(Items from a data collection)
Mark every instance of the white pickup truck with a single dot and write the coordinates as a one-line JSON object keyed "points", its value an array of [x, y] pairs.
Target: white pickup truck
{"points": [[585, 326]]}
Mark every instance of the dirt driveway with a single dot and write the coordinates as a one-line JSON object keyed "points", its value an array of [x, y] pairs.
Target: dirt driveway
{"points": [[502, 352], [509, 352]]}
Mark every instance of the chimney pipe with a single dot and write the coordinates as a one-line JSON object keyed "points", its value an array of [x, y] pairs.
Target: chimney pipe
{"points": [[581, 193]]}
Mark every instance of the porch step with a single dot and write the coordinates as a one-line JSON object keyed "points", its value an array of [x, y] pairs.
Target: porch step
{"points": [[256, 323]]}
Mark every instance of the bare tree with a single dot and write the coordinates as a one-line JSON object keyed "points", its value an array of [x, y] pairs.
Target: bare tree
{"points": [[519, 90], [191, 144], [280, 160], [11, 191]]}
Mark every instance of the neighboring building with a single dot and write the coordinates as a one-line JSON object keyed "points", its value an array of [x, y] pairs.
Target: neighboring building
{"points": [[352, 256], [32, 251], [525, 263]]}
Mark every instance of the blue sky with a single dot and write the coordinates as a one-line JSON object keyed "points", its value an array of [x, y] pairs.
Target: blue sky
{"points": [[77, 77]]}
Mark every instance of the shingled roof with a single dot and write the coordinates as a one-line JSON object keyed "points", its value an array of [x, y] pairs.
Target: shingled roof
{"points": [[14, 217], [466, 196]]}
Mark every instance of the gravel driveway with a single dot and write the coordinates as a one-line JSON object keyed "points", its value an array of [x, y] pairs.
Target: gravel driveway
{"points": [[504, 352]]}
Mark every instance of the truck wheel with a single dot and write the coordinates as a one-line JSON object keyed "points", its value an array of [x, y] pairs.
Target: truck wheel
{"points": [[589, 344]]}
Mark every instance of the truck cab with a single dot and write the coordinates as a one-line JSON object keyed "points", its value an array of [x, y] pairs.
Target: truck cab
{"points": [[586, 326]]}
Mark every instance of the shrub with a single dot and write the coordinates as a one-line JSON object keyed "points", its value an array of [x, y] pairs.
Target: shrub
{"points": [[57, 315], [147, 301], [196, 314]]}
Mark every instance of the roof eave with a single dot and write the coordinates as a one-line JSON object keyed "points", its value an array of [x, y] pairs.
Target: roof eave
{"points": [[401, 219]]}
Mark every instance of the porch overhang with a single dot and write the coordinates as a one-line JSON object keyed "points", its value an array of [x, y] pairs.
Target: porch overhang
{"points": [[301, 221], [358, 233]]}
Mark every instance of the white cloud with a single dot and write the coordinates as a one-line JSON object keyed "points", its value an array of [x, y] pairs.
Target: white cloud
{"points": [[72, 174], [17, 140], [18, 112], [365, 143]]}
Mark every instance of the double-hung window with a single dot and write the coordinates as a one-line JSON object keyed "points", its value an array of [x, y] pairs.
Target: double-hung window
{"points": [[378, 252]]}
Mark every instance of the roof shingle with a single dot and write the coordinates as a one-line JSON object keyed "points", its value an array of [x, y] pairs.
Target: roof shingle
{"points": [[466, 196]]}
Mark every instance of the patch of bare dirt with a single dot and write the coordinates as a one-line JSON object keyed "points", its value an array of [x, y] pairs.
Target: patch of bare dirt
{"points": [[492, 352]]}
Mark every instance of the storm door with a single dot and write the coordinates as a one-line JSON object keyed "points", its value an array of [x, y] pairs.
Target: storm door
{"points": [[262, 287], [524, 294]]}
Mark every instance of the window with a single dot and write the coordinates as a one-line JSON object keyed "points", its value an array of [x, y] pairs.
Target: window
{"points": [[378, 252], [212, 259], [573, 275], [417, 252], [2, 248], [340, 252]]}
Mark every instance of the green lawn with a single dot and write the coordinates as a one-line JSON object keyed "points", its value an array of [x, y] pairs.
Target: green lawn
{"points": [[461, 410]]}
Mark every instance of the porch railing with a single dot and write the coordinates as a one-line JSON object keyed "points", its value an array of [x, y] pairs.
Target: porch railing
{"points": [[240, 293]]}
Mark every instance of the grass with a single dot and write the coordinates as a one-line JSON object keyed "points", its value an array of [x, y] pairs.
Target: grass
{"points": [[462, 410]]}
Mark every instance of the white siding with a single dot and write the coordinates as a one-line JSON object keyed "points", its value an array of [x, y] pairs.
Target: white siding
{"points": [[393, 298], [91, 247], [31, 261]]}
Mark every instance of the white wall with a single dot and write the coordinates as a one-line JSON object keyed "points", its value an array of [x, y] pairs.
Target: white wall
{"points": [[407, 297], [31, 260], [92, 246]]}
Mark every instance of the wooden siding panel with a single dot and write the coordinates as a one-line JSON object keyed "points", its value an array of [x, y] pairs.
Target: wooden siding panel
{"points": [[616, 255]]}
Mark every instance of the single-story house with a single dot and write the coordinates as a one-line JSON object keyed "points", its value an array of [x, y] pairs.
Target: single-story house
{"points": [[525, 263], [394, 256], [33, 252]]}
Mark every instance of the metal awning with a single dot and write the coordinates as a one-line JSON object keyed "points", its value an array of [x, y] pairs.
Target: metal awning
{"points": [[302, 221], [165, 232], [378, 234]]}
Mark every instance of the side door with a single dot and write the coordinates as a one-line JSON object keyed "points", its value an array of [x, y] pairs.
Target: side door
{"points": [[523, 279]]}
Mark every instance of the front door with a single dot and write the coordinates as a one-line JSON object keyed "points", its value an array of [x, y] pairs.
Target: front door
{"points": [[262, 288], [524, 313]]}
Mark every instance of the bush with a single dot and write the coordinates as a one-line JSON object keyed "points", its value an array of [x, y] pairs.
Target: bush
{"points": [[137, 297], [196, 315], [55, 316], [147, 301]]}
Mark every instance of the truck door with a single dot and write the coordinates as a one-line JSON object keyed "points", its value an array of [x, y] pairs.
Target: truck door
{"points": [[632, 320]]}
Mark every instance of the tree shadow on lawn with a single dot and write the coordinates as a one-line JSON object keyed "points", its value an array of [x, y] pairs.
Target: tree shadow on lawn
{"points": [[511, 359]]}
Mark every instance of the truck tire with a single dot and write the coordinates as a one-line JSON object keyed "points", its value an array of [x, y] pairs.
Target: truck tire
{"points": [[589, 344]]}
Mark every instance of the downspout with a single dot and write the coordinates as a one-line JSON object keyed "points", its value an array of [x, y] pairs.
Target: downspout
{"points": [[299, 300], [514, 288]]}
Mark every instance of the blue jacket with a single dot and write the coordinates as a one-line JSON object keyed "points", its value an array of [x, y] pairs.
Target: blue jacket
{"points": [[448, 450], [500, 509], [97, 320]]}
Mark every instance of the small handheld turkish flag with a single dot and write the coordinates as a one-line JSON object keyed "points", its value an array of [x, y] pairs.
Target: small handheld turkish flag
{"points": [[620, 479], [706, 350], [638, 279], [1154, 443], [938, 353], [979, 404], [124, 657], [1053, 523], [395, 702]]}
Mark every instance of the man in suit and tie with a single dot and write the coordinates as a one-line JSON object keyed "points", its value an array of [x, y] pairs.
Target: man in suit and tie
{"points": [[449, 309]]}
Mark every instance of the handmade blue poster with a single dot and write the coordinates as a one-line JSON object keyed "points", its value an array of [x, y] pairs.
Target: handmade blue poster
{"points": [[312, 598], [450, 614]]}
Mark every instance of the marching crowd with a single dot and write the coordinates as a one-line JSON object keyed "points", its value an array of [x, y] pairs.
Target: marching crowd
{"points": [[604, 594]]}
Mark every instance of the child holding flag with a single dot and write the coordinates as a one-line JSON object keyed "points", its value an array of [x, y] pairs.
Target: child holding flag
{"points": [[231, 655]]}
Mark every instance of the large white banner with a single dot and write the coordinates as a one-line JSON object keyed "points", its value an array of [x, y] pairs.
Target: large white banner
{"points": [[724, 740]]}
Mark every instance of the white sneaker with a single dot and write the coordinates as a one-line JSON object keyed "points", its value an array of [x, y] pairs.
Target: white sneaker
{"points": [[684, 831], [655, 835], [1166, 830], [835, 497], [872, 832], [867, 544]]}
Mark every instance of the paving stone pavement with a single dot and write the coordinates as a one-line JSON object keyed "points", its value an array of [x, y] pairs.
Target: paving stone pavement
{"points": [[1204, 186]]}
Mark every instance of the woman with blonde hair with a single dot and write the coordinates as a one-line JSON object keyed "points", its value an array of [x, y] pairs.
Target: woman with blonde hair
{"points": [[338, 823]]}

_Problem to solve_: Reproduce word for word the part of the items that opens with the line containing "Mark every instance of the handmade" and runs through the end of the items.

_Worked answer_:
Mark every instance of the handmade blue poster with a single dot and write the coordinates as a one-line JSON object keyed "points", its value an array of [x, y] pairs.
Target: handmade blue poster
{"points": [[312, 598], [450, 614]]}
Mark every instance of the marching crowd with a single dot and write the coordinates as a one-line JSON object keyed "points", its value an array of [x, y] pairs.
Target: marching crowd
{"points": [[604, 594]]}
Mark every instance of the child holding flag with a single dot and write the coordinates as a one-line JSON object keyed "points", its value an array of [x, y] pairs.
Target: child holding flag
{"points": [[231, 655]]}
Mark every instance of the large white banner with a single dot and write the coordinates as a one-line JSON object keyed "points", its value an array of [x, y] pairs.
Target: large white banner
{"points": [[724, 740]]}
Mark every instance of the white sneaker with a single dot and write the coordinates as a one-line JSON object keyed "points", its value an array of [x, y] pairs.
Target: white sneaker
{"points": [[684, 831], [655, 835], [1166, 830], [835, 497], [872, 832], [867, 544]]}
Mark every instance of the paving stone pavement with a single dot and write the coordinates as a one-line JSON object keyed "points", its value an array of [x, y] pairs.
Target: paving stone pavement
{"points": [[1204, 186]]}
Mark every instance of the woman with blonde hair with a single dot and write the coordinates as a one-line JSON object keyed "points", its value an array of [x, y] pairs.
Target: woman with blonde hair
{"points": [[338, 823]]}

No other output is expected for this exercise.